▶ [What the task requires] Repeat every one of the rows below word for word, leaving out the pictures.
======== Available data
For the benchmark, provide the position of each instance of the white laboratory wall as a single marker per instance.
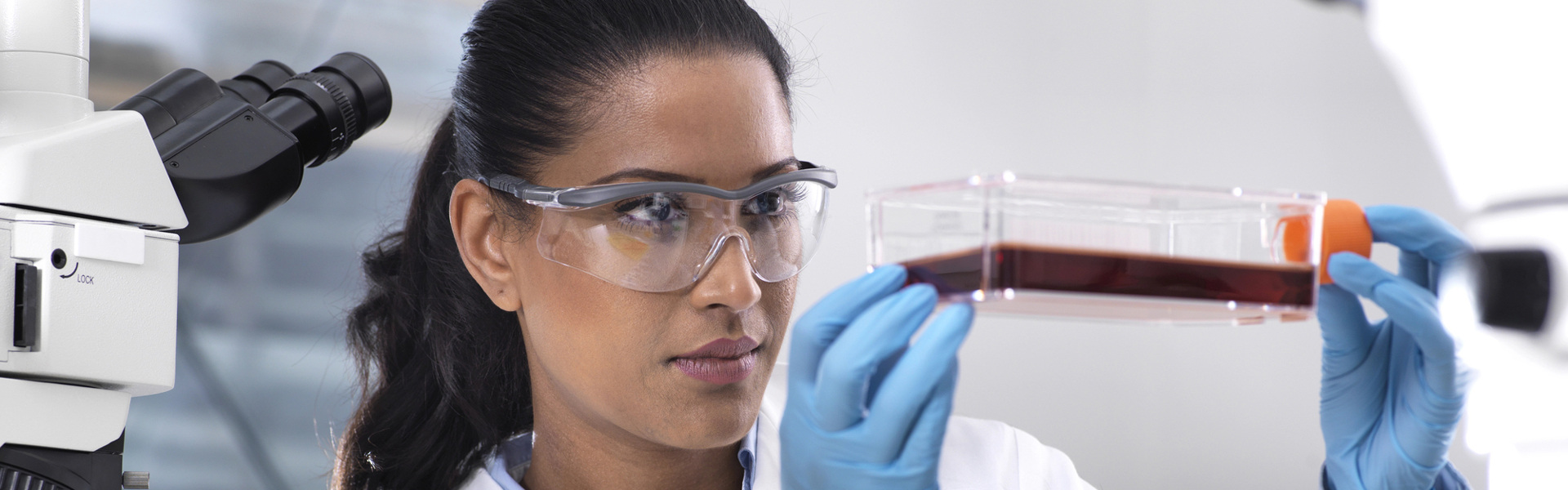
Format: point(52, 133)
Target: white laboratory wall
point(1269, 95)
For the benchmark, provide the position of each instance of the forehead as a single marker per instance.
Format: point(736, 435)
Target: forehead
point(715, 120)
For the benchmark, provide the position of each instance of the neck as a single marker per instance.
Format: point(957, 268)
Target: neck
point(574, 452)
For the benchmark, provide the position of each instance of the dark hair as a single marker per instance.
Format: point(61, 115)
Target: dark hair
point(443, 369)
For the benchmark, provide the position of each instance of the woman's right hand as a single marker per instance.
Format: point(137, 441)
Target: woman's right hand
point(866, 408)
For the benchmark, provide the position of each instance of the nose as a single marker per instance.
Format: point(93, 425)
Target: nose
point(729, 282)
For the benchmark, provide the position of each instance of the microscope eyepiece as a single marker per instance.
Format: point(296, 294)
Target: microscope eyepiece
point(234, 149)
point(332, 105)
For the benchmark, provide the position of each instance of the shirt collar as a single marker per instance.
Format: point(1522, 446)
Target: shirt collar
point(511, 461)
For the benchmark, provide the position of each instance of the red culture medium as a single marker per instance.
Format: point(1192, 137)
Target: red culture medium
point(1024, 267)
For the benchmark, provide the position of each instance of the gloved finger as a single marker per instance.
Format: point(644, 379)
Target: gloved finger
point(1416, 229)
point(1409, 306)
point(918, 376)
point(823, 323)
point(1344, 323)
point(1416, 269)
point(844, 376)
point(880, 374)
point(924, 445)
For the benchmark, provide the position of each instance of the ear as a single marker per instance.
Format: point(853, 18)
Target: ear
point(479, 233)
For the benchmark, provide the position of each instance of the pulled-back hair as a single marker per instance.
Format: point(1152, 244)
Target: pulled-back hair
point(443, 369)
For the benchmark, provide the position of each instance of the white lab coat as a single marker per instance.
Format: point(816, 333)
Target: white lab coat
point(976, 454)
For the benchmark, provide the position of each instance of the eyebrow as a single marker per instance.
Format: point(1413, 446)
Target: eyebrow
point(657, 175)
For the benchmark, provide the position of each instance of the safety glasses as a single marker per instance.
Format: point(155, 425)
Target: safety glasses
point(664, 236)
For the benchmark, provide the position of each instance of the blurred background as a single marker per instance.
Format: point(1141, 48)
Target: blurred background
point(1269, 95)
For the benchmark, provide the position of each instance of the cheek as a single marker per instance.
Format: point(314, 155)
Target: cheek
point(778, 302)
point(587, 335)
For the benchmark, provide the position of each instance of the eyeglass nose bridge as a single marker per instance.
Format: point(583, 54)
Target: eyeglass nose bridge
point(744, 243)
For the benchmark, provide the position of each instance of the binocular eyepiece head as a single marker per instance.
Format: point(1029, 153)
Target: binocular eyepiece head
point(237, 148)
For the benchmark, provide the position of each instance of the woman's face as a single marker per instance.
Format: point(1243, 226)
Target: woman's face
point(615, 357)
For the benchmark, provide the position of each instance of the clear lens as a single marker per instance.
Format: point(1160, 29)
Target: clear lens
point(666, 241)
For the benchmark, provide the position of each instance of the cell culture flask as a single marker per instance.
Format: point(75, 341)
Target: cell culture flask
================
▶ [Answer to the problem]
For the benchmark, provide the position of each instance of the white laboratory wall as a single marker per instance.
Format: point(52, 133)
Target: white laboratory wall
point(1269, 95)
For the benchmark, provide the position of each instance of the forehead as a single marker per instance.
Format: point(736, 435)
Target: forehead
point(715, 120)
For the benchmark, provide the position of each instance of the neck as a single marker per instance.
Format: point(957, 268)
Target: neck
point(574, 452)
For the benchmark, provide the position of each instance of the dark hair as a single marker per instance.
Format: point(61, 115)
Target: dark hair
point(443, 369)
For the benchmark, provide the position of each instance of the woman's right hand as a single marker per instance.
Format: point(137, 441)
Target: woman's right hand
point(866, 408)
For the benchmark, provide the position of each instance of the nose as a single marker per instance.
Format: point(93, 425)
Target: nose
point(729, 282)
For the benchmark, provide the position of each instance of the microscope eyepiece as a single marker per instance.
Format: point(296, 294)
Target: microscope eyepiece
point(234, 149)
point(332, 105)
For the benchmark, provide the position of each instance of the shirt collar as a single marker per instance.
Format: point(1522, 446)
Target: shirt collar
point(511, 461)
For the benchmark, provide the position of each instance of the red culture medium as a single marker per instance.
Format: point(1192, 137)
Target: red culture medium
point(1024, 267)
For the benchmark, provide the position of each instance of the gloved finger as a single marker per instance.
Format: point(644, 379)
Target: gloved finger
point(1416, 229)
point(1409, 306)
point(918, 376)
point(823, 323)
point(1344, 323)
point(1416, 269)
point(844, 376)
point(880, 374)
point(924, 445)
For the benchmark, provide the position of each instance of the ear as a single marker per instance.
Format: point(853, 18)
Target: ear
point(479, 233)
For the benchmark, provide the position of each instance of the pulled-back hair as a single marker per instance.
Format: point(1152, 244)
Target: pulled-back hair
point(443, 369)
For the benchmark, provide the position of each instance of the white lab coat as a single marker per instance.
Format: point(816, 333)
Target: white lab coat
point(976, 454)
For the benchmark, provide the position of each instance of the eyebrow as a single marker per instance.
Format: point(1413, 446)
Target: eyebrow
point(657, 175)
For the benchmark, provide the position of each instance of the safety glasses as a single marker per instance.
Format: point(155, 425)
Target: safety glasses
point(664, 236)
For the benchmark, provide the position of each instance of the blurred background as a single marker per instance.
Format: point(1141, 48)
Target: blurred background
point(1269, 95)
For the benchmark, provide the position of each instance of the cheek as a single marker per instance.
Format: point(314, 155)
Target: cheek
point(778, 302)
point(587, 335)
For the benchmark, provide the position of each instance of the eyeglass nose bridge as a single marker per instance.
Format: point(583, 54)
Target: eyeglass nose bridge
point(744, 243)
For the benchmark, provide the position of each instance of the binocular eyepiece head as a single marker per instance.
Format: point(1029, 153)
Target: binocular eyepiece head
point(237, 148)
For the benchmark, provide the position of each instance of the woman's face as a single marker per instance.
Format: point(1243, 226)
Target: woman's face
point(615, 357)
For the benchmark, provide the position of each instance of the clear lens as a single marker per instance.
Format: point(1160, 29)
Target: clear lens
point(666, 241)
For the benchmark, provide the position of each instance of the cell culture flask as a single marker per instance.
Format: point(75, 341)
Target: cell culture flask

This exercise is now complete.